Что сделать:
1. Ответьте на вопросы по исходному отрывку:
(a) Какое единственное слово употреблял рассказчик, пока не заговорил в пять лет?
(b) Из какой посуды Давид Маркиш пил водку с кучером Льва Толстого?
(c) Что было заветной мечтой Юрия Олеши?
2. Напишите продолжение исходного отрывка, начиная после его последнего предложения.

Исходный отрывок:
● ● ● ● ● ● ●

Когда нас в школе гоняли в совхозы убирать морковку-свеклу, там на полях лежали горы порожних мешков. И среди них попадались экземпляры из-под кубинского тростникового сахара, с сочной печатью иностранных надписей, черной краской по мешковине, более тонкой и плотной, чем отечественная. Наткнуться на такой мешок было удачей: посреди промозглой осени и бескрайности набухших дождями полей и грязи, под низкими, волочащимися по холмам облаками, раскрыть мешок наизнанку, расправить шовную дорожку и, подняв голову к безрадостной пасмурности, ссыпать на язык струйку ослепительного тонкого тростникового сахара, так непохожего на отечественный грубого калибра и несладкий, как унылый октябрь, ноябрь, февраль.

Пролетка

(про литературу)

Писателю Давиду Маркишу в 1950-х годах довелось пить водку из майонезной баночки с самим кучером Льва Толстого. Дело происходило в некой богадельне, куда ДМ привел устраивать своего престарелого друга. Кучер этот был вроде бы в маразме, но на вопрос: «А что, дедушка, вы, наверное, уж и не пьете?» — ответил: «Не пью, когда не наливают». Дальше выяснилось, что великий русский писатель был «не очень хороший, никогда не давал на чай за подачу пролетки»; а также, что старик возил еще и Родзянку. Ну, и садился регулярно, пока ему следователь не сказал: «Хватит болтать, кого возил, кого возил!» А еще ДМ хорошо знал Юрия Олешу. Оказывается, у Олеши заветной мечтой было выпить ямайского рому (у каждого должна быть такая мечта; у меня, например, есть фантазия на моторке тихим ходом пройтись по Волге и Евфрату). Но интересней всего, что кучер тот Льва Николаевича величал «Лёв Николаич». Это хорошо. Это прямо-таки о Левине-Левине ремарка.

О глаголах

(про главное)

Мама рассказывает, заговорил я только в пять лет. Она дала мне имя в честь главного героя «Двух капитанов», тоже долго остававшегося немым. Единственное слово, которым я пользовался, было «брот» — и это означало не просто бутерброд, а кусок чурека с маслом и подвяленной белужьей икрой. Мы жили на Каспии, по дворам ходили баджишки и сдавленно кричали: «Икра! Икра!» — а мама двухлитровую банку паюсной считала правильным прикормом для своего ребенка. Наверное, этот бутерброд был очень вкусным, раз удостоился у меня наименования.

● ● ● ● ● ● ●

(Указание на объекты по названию)

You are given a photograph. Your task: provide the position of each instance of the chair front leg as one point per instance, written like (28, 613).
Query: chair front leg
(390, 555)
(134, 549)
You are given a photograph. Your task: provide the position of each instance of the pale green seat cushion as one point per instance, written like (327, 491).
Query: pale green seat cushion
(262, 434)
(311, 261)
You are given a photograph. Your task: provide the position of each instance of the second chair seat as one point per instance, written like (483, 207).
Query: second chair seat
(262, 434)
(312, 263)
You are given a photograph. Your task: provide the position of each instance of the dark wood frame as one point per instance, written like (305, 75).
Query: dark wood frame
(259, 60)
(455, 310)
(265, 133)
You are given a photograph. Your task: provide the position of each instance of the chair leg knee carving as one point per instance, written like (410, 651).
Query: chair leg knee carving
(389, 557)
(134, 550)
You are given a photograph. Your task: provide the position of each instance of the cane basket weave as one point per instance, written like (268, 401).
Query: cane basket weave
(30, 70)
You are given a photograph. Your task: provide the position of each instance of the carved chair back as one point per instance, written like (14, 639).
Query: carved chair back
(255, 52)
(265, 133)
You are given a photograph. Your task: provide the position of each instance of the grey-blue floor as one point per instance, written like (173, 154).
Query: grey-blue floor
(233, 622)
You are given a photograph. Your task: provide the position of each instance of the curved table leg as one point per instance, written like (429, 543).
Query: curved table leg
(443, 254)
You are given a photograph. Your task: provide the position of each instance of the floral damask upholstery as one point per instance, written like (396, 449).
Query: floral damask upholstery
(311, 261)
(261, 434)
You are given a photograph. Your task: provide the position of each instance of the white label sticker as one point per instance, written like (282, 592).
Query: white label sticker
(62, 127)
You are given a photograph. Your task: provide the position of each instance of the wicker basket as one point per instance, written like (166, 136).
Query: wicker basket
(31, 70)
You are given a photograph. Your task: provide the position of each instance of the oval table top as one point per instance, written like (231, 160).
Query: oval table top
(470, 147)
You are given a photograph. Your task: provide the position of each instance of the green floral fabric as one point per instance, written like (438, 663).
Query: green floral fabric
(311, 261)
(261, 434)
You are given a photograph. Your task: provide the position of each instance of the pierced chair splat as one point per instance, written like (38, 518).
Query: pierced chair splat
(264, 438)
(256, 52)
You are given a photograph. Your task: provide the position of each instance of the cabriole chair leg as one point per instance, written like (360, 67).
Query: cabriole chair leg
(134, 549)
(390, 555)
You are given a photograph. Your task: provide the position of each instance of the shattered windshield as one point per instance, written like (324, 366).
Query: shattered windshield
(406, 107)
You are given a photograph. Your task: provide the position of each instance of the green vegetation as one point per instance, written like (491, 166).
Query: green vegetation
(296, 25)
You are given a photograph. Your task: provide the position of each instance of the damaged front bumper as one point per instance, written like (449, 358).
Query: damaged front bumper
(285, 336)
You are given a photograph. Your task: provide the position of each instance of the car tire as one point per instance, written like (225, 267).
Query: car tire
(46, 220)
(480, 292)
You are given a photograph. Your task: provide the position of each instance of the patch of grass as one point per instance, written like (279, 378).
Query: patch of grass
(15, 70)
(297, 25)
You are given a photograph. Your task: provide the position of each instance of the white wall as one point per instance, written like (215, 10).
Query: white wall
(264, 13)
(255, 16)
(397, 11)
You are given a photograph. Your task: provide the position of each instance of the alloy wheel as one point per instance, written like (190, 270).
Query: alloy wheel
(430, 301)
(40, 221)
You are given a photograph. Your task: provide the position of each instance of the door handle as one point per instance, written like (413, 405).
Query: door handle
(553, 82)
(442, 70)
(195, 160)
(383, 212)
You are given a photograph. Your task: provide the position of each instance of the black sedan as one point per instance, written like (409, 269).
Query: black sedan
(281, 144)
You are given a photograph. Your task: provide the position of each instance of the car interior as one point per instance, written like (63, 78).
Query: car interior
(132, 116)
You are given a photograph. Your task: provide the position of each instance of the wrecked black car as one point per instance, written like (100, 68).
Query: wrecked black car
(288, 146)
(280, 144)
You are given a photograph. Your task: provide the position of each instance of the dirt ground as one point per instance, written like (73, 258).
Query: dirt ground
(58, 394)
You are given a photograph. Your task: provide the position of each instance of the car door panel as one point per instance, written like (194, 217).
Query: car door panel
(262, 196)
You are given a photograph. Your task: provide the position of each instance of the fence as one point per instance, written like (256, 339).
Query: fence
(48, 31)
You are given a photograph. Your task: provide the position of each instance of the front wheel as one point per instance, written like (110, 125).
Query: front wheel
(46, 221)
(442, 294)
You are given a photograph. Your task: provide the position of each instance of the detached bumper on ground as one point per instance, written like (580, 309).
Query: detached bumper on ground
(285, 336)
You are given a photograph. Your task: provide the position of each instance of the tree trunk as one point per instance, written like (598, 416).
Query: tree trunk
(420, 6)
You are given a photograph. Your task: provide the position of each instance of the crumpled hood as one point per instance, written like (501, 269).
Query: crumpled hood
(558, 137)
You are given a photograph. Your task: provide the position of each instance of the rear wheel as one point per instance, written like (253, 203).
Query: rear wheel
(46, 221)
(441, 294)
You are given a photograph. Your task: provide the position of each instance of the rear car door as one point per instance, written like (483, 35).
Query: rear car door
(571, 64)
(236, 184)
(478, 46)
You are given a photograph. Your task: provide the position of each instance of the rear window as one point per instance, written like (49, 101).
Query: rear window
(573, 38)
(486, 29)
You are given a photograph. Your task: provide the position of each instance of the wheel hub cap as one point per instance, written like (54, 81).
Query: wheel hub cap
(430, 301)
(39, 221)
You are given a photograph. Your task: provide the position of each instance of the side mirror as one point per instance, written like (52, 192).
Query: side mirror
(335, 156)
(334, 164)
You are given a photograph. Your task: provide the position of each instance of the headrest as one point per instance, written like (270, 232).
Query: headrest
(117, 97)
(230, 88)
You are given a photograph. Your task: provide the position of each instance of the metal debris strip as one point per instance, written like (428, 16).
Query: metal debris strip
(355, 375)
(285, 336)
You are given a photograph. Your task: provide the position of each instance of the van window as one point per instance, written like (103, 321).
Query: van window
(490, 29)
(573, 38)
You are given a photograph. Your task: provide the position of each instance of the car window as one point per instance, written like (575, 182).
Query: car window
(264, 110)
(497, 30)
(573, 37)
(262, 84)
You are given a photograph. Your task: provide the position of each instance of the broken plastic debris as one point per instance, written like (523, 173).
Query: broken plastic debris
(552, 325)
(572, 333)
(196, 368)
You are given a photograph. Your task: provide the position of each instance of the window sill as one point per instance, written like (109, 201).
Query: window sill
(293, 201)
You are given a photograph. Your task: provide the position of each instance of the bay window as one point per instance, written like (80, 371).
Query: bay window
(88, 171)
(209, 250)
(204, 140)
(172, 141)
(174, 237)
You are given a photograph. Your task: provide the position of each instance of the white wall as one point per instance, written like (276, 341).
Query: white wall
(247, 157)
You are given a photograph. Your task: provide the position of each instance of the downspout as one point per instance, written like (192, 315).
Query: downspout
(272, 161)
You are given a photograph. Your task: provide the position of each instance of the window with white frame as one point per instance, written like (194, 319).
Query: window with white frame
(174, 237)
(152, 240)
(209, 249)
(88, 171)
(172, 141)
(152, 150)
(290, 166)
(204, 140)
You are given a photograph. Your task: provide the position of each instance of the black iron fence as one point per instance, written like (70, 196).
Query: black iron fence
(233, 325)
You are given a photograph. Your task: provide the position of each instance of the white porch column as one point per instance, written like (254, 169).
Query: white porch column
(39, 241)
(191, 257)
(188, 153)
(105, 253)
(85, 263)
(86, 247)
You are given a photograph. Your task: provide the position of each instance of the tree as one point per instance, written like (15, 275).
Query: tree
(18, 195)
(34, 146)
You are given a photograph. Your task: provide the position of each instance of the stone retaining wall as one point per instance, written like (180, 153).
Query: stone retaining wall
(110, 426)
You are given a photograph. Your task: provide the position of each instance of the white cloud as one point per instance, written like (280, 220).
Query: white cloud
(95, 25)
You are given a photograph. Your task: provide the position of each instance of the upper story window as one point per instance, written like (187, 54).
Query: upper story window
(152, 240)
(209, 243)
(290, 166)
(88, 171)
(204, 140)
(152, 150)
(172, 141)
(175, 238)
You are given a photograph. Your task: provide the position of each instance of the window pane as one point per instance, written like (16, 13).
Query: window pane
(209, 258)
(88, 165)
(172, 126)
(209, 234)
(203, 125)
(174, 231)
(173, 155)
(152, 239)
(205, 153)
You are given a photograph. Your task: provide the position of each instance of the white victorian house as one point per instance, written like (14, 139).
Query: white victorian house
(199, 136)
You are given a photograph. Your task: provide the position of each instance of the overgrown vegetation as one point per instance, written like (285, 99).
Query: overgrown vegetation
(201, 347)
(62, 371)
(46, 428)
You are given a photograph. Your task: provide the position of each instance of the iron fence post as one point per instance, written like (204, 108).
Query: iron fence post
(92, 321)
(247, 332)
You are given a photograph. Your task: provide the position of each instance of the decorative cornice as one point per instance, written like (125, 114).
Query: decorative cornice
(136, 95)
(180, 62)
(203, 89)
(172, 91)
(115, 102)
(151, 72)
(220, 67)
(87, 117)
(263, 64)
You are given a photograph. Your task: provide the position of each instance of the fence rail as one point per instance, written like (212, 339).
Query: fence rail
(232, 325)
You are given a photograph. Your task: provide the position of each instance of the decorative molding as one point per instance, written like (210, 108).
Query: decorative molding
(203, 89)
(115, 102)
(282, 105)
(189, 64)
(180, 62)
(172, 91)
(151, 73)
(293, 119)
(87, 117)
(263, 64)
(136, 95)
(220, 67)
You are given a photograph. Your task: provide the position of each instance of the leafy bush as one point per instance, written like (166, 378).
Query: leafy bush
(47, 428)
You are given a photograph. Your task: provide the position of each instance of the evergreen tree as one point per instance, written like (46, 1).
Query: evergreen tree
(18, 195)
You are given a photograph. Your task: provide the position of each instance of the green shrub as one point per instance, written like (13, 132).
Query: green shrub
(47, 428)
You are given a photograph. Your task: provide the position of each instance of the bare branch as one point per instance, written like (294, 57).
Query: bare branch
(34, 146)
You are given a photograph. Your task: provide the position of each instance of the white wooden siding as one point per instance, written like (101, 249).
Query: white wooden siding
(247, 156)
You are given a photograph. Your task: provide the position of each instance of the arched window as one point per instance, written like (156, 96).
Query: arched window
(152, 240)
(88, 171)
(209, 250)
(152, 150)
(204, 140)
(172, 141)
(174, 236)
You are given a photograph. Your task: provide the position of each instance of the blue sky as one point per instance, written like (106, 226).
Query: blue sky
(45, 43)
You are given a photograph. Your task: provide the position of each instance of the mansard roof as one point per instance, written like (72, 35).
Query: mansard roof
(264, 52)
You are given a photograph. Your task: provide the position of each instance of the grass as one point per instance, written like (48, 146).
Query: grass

● ● ● ● ● ● ●

Ответы:
1.
(a) «Брот».
(b) Из майонезной баночки.
(c) Выпить ямайского рому.

2.
Бабушка звала меня «немтыря», и, по ее версии, я заговорил так. Как-то собралась она меня купать, нагрела воду, раздела, посадила в оцинкованный таз и дала поролонового утенка — губку-игрушку (это я помню). После чего ей показалось, что воды в тазу недостаточно, и она разбавила горячую воду в кастрюле из-под крана, но вода не успела перемешаться, и бабушка опрокинула слоистый водяной пирог на меня. Я чуть не сварился, но выжил и заорал: «Тьфу ты, чёрт, бабушка, чуть не утопила!»

Ясное дело, бабуля, никогда ничего от меня не слыхавшая, кроме «брота», рухнула в обморок.

Родом из Ставрополья, моя любимая бабушка говорила на некоем казачьем диалекте и пользовалась замечательным глаголом «расстрастить» — это как раз и означало: разбавить горячую воду холодной — сделать менее «страстной».

А за икрой и осетриной мы — с дядей и отцом — ездили в браконьерский прибрежный поселок Джорат. Я помню, как стою на пороге сарая, а внутри тускнеет полутонный колоссальный слиток доисторической белуги: с разверстым брюхом она лежит на паре козел, и горы икры в тазах вокруг поблескивают зернистым нефтяным блеском.

Дань Каталонии

(про пространство)

VISE A EL BARCA!

Лет тридцать назад прочитал книгу об одинокой жизни мальчика и его мамы в городе Барселона. Названия, автора и подробностей не помню, но не забыть, как начинается книга: мальчик просыпается утром, залезает на подоконник и встает во весь рост, обращенный лучам солнца, которое заливает полоску моря и чешуйчатые крыши высоких грациозных зданий, фасеточные стеклянные купола, волнообразные — параболические, гиперболические — поверхности черепичных кровель: изумруд и алое золото драконьих спин и раковин гигантских доисторических моллюсков виделись мальчику. Он принимал город за арсенал своего воображаемого доисторического зоопарка и каждое утро проверял его сохранность. Ничего больше, кроме рецепта варки яиц в мешочек, которые мальчик ел на завтрак, из этой книги не помню.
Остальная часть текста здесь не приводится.